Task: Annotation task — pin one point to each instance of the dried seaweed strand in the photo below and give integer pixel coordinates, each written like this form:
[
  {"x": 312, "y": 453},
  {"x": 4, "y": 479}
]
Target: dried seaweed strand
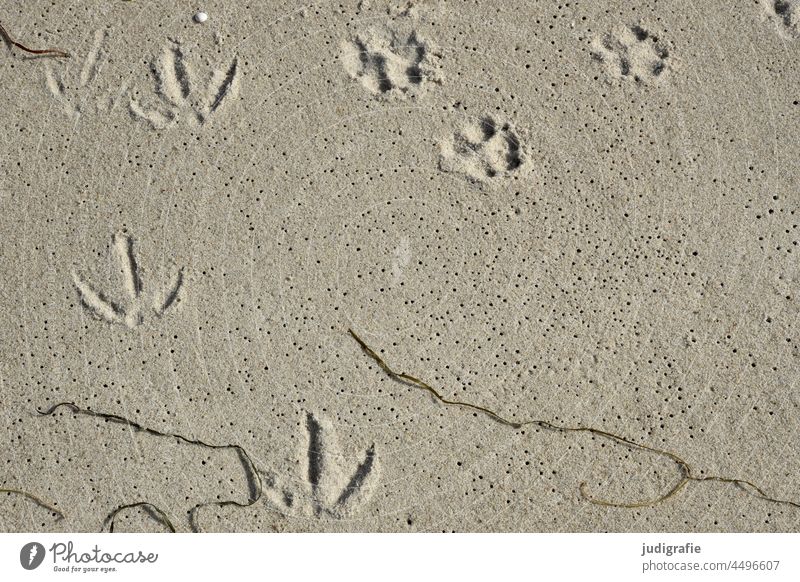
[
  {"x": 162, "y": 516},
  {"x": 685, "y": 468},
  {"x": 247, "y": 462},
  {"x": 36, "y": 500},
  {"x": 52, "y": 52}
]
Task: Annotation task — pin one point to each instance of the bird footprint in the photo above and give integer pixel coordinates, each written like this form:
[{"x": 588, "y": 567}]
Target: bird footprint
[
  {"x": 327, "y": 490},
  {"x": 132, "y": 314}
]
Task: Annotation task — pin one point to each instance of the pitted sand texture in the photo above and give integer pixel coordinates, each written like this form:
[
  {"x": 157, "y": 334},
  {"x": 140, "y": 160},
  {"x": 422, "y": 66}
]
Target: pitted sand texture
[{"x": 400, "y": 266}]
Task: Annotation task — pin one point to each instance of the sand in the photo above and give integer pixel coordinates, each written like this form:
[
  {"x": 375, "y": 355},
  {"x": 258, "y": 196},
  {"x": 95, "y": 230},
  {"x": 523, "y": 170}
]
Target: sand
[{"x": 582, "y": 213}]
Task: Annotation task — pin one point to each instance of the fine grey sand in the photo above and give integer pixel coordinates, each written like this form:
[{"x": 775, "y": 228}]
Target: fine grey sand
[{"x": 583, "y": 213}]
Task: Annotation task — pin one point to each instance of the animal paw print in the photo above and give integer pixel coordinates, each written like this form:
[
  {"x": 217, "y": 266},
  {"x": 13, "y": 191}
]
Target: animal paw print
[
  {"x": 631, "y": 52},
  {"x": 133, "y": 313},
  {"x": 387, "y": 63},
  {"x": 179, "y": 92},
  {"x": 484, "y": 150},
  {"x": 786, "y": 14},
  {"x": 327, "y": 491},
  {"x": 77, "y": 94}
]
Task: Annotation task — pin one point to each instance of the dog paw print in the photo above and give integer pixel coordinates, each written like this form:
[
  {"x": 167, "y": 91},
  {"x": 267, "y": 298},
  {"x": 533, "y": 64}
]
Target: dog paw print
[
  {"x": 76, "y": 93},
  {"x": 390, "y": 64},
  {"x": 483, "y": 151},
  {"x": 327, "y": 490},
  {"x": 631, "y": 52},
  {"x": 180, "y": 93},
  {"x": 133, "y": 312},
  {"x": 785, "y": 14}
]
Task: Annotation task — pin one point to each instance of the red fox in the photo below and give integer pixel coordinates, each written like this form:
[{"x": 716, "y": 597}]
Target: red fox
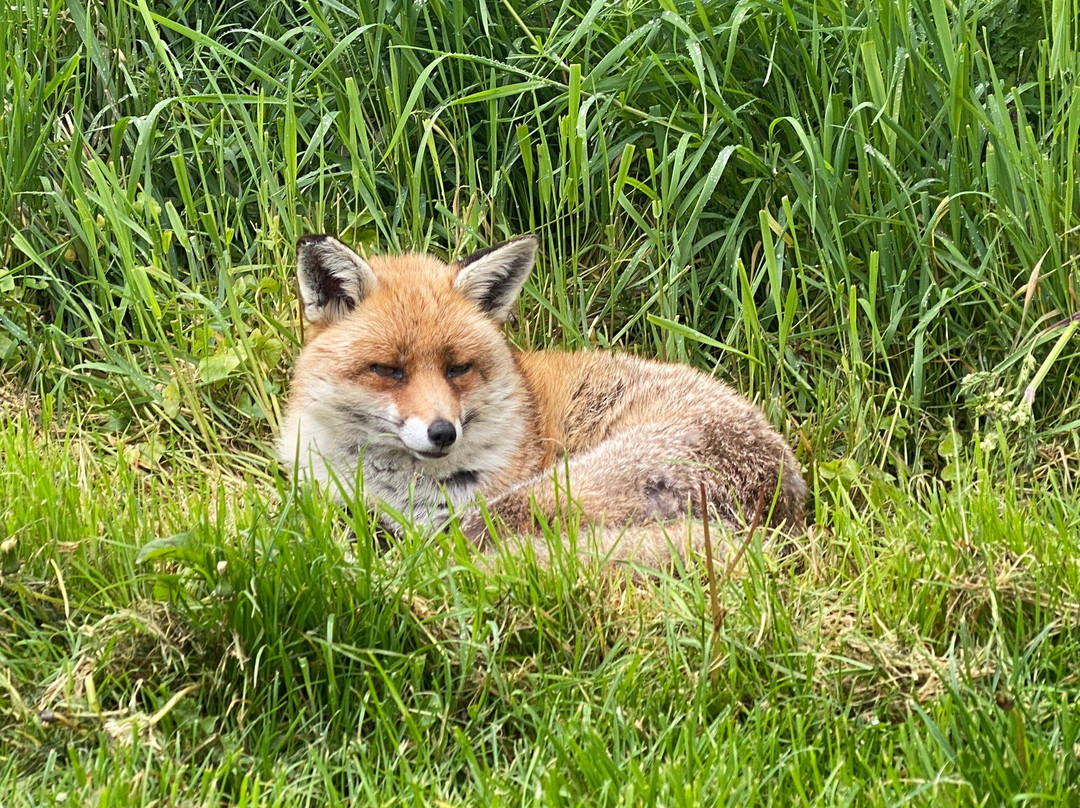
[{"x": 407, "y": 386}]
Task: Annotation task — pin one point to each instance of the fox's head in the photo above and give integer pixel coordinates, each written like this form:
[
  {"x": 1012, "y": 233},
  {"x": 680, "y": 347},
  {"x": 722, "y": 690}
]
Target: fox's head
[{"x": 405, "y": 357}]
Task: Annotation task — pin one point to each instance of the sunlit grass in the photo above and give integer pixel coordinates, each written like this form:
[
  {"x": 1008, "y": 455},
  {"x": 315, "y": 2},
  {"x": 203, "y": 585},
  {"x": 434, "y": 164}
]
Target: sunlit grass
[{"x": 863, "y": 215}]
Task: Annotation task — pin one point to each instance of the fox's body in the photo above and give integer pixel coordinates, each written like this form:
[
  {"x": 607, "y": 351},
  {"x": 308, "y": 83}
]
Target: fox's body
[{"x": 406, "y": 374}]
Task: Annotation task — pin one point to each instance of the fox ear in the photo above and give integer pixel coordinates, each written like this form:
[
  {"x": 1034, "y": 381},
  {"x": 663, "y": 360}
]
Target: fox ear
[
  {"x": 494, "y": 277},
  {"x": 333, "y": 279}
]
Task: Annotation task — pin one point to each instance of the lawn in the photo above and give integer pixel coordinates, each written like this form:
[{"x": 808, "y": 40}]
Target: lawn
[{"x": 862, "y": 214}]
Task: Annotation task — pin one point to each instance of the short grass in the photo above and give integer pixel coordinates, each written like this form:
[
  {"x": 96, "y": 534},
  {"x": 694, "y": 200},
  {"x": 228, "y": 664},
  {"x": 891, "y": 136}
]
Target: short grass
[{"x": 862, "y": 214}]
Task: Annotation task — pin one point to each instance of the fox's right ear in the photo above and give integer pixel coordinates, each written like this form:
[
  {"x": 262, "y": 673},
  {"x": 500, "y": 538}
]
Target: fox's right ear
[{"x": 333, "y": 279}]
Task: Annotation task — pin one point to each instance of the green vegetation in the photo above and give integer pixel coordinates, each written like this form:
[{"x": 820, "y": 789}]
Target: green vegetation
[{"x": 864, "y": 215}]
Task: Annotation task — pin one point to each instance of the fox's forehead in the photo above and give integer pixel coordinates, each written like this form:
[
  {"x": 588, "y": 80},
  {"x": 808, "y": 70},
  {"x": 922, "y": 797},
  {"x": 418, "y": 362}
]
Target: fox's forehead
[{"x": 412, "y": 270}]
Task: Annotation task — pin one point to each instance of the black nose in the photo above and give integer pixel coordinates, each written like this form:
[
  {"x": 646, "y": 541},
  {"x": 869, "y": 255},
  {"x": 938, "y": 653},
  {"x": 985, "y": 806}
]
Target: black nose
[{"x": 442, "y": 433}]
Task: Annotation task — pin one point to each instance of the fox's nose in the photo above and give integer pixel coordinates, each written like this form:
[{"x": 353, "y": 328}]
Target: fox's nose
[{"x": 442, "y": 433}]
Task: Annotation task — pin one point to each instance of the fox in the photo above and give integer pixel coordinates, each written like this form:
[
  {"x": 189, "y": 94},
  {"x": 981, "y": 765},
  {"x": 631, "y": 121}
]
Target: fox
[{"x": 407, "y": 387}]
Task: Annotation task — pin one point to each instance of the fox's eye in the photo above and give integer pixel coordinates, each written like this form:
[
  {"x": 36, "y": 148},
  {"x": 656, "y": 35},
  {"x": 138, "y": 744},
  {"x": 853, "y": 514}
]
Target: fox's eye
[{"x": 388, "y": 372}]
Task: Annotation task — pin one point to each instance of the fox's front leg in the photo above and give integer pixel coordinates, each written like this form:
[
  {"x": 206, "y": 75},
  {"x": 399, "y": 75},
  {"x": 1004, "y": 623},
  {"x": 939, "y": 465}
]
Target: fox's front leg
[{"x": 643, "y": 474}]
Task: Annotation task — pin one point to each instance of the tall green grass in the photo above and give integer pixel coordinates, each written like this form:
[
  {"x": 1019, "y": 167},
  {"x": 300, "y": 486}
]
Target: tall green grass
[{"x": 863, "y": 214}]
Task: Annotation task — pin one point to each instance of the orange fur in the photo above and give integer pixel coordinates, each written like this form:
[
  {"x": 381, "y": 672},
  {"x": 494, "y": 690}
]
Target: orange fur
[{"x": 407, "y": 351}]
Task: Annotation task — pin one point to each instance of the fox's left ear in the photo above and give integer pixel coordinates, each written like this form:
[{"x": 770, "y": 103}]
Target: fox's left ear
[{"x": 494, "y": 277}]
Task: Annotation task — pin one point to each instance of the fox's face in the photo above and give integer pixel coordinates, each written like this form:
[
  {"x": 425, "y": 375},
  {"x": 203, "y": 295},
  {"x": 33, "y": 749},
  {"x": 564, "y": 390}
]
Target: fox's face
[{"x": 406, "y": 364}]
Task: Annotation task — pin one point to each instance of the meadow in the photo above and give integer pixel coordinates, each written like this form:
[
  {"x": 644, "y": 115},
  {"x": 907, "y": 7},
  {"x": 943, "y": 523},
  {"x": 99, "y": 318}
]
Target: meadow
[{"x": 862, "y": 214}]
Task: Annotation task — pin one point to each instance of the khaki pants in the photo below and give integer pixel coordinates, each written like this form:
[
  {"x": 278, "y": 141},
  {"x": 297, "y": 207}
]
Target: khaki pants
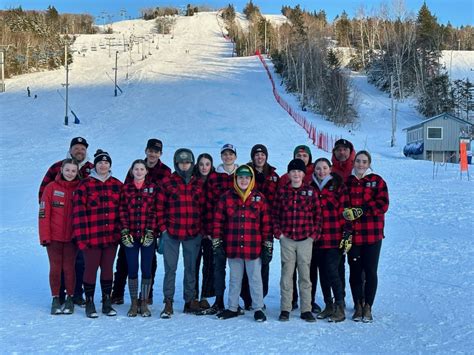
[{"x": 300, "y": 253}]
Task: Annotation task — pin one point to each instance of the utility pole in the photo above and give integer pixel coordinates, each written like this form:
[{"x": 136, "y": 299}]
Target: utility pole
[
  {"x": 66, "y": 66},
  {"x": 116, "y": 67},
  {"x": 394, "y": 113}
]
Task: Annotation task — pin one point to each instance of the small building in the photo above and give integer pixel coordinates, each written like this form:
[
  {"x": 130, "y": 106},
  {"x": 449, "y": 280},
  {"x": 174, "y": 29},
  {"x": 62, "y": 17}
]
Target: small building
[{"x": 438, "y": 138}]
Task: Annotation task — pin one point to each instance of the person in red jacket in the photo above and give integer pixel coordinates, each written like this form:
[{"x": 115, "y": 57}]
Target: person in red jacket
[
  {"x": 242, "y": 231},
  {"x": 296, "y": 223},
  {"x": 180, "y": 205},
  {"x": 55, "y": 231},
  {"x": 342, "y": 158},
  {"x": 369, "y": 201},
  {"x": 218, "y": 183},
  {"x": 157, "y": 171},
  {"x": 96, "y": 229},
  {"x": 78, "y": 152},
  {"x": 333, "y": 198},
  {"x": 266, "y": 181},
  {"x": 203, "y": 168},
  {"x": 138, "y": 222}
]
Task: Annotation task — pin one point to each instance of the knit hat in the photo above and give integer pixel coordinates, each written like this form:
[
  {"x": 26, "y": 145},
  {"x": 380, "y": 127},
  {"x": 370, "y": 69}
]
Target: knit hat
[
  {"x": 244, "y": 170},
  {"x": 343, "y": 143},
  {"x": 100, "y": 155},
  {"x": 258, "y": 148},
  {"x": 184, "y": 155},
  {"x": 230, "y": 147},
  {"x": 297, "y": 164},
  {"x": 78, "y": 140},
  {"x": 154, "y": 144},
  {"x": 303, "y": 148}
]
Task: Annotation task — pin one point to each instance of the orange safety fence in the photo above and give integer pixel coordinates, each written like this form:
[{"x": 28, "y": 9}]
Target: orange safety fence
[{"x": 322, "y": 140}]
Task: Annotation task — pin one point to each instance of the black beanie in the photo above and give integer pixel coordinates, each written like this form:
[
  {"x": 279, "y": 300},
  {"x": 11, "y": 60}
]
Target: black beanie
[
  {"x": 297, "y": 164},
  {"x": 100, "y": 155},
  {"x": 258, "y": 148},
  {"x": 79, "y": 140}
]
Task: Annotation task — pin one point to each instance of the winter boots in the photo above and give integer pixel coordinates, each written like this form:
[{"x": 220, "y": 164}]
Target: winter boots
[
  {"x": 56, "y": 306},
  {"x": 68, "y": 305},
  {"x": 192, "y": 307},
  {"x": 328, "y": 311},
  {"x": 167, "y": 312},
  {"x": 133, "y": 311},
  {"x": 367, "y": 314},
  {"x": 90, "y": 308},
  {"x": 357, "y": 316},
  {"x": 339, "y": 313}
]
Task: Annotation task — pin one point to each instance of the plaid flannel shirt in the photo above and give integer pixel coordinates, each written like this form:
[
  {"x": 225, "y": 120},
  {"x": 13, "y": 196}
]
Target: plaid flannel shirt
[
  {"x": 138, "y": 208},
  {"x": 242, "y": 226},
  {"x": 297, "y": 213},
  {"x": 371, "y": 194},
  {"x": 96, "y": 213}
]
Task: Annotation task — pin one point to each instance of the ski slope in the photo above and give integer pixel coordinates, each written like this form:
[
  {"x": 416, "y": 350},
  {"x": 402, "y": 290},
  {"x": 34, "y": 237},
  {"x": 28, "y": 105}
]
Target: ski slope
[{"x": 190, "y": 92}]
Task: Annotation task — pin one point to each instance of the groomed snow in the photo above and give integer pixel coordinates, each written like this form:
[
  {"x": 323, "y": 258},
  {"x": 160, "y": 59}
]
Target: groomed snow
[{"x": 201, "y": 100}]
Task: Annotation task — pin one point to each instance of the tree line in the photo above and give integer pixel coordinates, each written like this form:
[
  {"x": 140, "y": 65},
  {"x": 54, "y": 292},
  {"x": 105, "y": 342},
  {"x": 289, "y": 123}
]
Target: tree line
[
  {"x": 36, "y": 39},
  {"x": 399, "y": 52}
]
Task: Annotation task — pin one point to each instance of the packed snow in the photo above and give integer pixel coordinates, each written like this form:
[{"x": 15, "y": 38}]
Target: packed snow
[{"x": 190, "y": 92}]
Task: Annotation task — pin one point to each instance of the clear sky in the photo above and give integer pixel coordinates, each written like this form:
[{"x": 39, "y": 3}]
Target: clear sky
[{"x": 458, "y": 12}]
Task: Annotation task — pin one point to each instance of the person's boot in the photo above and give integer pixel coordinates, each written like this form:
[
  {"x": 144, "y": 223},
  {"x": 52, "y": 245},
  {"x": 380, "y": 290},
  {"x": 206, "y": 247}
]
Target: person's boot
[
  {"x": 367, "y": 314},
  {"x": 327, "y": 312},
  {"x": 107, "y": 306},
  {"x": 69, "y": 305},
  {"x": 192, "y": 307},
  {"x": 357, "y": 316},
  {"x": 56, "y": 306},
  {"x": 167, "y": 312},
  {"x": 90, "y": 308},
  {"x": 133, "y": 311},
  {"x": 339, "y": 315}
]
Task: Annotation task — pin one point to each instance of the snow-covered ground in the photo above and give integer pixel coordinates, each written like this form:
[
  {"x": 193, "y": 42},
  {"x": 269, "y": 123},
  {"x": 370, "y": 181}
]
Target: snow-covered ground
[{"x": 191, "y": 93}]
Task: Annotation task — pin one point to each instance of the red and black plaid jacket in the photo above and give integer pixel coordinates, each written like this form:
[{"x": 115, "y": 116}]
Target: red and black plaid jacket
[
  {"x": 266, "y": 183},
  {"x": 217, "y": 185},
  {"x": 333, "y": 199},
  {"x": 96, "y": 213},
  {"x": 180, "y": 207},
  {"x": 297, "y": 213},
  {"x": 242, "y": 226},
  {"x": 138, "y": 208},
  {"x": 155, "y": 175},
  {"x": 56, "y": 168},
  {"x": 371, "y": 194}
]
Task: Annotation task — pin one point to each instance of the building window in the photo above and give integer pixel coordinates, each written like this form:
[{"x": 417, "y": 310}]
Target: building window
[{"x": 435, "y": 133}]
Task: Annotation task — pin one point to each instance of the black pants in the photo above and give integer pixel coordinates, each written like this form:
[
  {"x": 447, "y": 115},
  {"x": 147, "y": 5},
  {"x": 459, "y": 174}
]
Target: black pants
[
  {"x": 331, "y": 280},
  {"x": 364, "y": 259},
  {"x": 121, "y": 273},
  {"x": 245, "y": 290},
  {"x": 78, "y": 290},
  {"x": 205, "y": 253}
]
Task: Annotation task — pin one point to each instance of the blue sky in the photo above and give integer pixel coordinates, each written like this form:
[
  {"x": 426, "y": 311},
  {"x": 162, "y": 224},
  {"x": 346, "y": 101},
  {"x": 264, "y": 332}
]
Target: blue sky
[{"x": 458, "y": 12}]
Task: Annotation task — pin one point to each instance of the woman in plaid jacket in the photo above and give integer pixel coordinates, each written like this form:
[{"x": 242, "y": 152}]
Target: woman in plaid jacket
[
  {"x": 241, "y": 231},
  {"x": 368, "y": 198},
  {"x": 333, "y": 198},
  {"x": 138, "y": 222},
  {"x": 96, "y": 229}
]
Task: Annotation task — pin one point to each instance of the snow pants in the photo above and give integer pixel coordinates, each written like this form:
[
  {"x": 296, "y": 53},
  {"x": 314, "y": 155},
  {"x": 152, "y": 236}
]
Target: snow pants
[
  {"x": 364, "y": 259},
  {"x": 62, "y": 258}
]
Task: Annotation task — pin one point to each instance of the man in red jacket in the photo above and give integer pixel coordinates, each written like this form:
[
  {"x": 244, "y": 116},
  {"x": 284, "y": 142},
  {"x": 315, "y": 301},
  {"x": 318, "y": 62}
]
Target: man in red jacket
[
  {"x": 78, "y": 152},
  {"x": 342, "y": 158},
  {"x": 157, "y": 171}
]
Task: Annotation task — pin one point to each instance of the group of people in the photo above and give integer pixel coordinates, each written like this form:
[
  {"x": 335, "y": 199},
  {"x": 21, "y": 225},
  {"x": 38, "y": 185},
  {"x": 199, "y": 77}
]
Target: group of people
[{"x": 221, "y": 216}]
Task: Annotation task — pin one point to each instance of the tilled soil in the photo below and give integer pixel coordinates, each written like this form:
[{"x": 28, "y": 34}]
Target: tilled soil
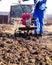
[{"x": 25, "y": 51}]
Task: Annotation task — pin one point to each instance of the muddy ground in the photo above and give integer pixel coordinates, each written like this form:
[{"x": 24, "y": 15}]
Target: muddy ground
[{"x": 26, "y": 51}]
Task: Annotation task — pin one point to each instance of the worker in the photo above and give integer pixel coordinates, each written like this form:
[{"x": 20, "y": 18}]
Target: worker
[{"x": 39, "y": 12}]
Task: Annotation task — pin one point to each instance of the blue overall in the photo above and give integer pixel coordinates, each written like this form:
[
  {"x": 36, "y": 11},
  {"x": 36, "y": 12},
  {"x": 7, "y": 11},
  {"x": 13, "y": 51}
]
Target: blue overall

-- -- --

§ Requirement:
Read the entries and pick out all lines that include the word "overall".

§ Exercise result:
Task: Annotation task — pin one point to each instance of the blue overall in the photo above and give integer pixel coordinates, each written like this form:
Target: blue overall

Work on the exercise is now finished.